Reproduce the records below in full, replacing every "photo" with "image" and leaving everything else unchanged. Omit the pictures from your answer.

——

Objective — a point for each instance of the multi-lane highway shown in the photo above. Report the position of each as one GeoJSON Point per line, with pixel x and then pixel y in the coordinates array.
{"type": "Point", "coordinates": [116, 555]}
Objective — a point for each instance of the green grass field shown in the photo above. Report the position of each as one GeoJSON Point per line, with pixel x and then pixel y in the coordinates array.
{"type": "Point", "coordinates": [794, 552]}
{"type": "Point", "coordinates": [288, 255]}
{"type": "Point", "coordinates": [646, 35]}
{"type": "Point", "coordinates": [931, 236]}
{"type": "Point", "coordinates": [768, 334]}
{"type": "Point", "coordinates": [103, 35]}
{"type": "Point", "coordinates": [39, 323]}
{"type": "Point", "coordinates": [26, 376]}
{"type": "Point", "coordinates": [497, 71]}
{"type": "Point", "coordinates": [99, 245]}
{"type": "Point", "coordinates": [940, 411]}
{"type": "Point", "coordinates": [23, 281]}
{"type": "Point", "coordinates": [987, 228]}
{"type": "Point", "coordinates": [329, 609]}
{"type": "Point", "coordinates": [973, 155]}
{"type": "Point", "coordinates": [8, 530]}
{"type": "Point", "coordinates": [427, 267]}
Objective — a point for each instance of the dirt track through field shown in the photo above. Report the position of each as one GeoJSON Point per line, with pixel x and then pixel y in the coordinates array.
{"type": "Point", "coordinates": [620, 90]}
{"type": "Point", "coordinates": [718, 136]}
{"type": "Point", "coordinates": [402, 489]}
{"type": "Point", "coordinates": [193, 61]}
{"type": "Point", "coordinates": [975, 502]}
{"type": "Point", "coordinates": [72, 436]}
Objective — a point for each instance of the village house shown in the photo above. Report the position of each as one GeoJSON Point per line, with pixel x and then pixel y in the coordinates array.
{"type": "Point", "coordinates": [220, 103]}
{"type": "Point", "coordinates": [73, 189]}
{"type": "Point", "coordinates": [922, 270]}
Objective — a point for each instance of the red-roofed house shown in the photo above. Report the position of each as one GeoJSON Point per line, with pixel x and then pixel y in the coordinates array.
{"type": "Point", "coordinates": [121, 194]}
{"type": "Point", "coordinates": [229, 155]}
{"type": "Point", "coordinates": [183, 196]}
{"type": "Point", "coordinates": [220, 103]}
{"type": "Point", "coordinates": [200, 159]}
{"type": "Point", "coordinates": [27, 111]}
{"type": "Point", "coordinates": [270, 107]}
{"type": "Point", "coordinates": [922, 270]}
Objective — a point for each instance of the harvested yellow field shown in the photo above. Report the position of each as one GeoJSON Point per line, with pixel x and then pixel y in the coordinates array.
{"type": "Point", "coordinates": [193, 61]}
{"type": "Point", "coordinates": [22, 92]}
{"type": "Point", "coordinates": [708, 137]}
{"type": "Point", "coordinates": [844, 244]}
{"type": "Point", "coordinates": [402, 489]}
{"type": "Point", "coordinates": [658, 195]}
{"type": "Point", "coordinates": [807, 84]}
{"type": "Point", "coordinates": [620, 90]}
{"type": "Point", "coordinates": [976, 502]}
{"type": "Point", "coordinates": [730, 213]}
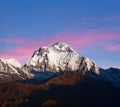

——

→ Response to this exercise:
Objective — a point for each instance of the multi-lane highway shown in the image above. Report the position of each as one GeoJSON Point per line, with pixel x and then pixel y in the coordinates array.
{"type": "Point", "coordinates": [116, 555]}
Objective — a point for each instance of the green grass field shown in the image above. Report the position of each as one GeoJSON Point per line, with pixel x and then pixel y in the coordinates array.
{"type": "Point", "coordinates": [794, 552]}
{"type": "Point", "coordinates": [288, 255]}
{"type": "Point", "coordinates": [646, 35]}
{"type": "Point", "coordinates": [931, 236]}
{"type": "Point", "coordinates": [768, 334]}
{"type": "Point", "coordinates": [103, 35]}
{"type": "Point", "coordinates": [39, 323]}
{"type": "Point", "coordinates": [26, 376]}
{"type": "Point", "coordinates": [497, 71]}
{"type": "Point", "coordinates": [99, 245]}
{"type": "Point", "coordinates": [940, 411]}
{"type": "Point", "coordinates": [23, 281]}
{"type": "Point", "coordinates": [987, 228]}
{"type": "Point", "coordinates": [329, 609]}
{"type": "Point", "coordinates": [973, 155]}
{"type": "Point", "coordinates": [8, 530]}
{"type": "Point", "coordinates": [427, 267]}
Objective — a point for each instance of the dirt track through field shown in the image above. Report the position of each as one GeoJSON Point per line, with pixel x and then pixel y in the coordinates array.
{"type": "Point", "coordinates": [620, 90]}
{"type": "Point", "coordinates": [718, 136]}
{"type": "Point", "coordinates": [402, 489]}
{"type": "Point", "coordinates": [193, 61]}
{"type": "Point", "coordinates": [975, 502]}
{"type": "Point", "coordinates": [72, 436]}
Objective — a point for each instance of the village house shown in the image above. Report the position of each as one GeoJSON Point per line, with pixel x and then pixel y in the coordinates array.
{"type": "Point", "coordinates": [220, 103]}
{"type": "Point", "coordinates": [73, 189]}
{"type": "Point", "coordinates": [922, 270]}
Objective — a point for each instance of the red-roofed house shown in the image above. Report the position of each as one GeoJSON Point per line, with pixel x and then pixel y in the coordinates array.
{"type": "Point", "coordinates": [121, 194]}
{"type": "Point", "coordinates": [229, 155]}
{"type": "Point", "coordinates": [183, 196]}
{"type": "Point", "coordinates": [220, 103]}
{"type": "Point", "coordinates": [200, 159]}
{"type": "Point", "coordinates": [27, 111]}
{"type": "Point", "coordinates": [270, 107]}
{"type": "Point", "coordinates": [922, 270]}
Objective — a point for each instance of the harvested yellow field shown in the image above. Report the position of each as one GeoJSON Point per line, with pixel x and then pixel y in the coordinates array.
{"type": "Point", "coordinates": [193, 61]}
{"type": "Point", "coordinates": [22, 92]}
{"type": "Point", "coordinates": [708, 137]}
{"type": "Point", "coordinates": [844, 244]}
{"type": "Point", "coordinates": [402, 489]}
{"type": "Point", "coordinates": [658, 195]}
{"type": "Point", "coordinates": [807, 84]}
{"type": "Point", "coordinates": [620, 90]}
{"type": "Point", "coordinates": [976, 502]}
{"type": "Point", "coordinates": [730, 213]}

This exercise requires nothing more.